(Raw records)
......

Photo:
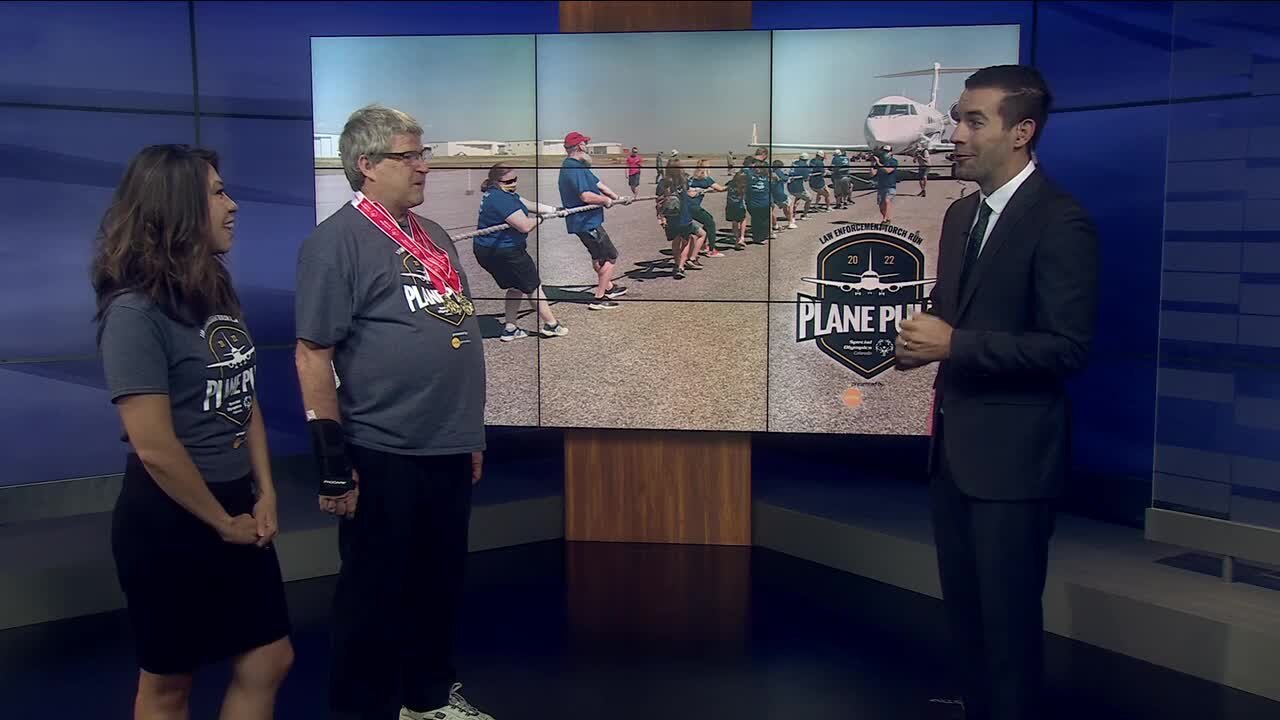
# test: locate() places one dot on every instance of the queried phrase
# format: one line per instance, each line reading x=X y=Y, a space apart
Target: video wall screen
x=786 y=319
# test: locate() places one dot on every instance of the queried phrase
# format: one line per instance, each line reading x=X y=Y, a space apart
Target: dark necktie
x=974 y=245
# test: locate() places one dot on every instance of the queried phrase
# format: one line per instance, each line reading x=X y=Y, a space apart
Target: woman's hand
x=268 y=523
x=241 y=529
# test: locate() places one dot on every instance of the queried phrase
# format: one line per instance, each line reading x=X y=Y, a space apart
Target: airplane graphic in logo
x=420 y=277
x=868 y=282
x=238 y=356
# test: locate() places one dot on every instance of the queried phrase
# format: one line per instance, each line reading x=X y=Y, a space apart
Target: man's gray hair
x=368 y=132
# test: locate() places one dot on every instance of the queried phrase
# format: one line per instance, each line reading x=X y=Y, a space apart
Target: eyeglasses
x=407 y=156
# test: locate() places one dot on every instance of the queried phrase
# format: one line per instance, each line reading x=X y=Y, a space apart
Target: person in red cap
x=579 y=186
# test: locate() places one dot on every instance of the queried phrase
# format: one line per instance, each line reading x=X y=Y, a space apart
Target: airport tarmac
x=721 y=331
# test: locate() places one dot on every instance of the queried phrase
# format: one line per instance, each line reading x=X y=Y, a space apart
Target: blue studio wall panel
x=1127 y=51
x=59 y=422
x=1217 y=418
x=275 y=77
x=1120 y=182
x=58 y=169
x=131 y=57
x=903 y=13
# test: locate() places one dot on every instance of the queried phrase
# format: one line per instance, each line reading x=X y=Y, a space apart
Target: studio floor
x=625 y=632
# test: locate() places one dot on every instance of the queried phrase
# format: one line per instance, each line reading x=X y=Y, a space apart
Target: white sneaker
x=458 y=709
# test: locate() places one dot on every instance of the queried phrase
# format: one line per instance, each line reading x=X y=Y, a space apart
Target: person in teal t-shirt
x=885 y=167
x=759 y=204
x=703 y=182
x=841 y=180
x=735 y=206
x=504 y=254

......

INSTRUCTIONS TO FOLLOW -
Reproduce the entries above from their start through the line containing "x=786 y=319", inclusive, switching "video wall screen" to "monitor wall" and leaving everything else unchanged. Omit the pictures from your answer.

FULL OUTPUT -
Photo:
# test: locate() places one dot on every instance of the queried phrase
# format: one line per instance, each line reading x=X y=Y, a space apart
Target: monitor wall
x=786 y=319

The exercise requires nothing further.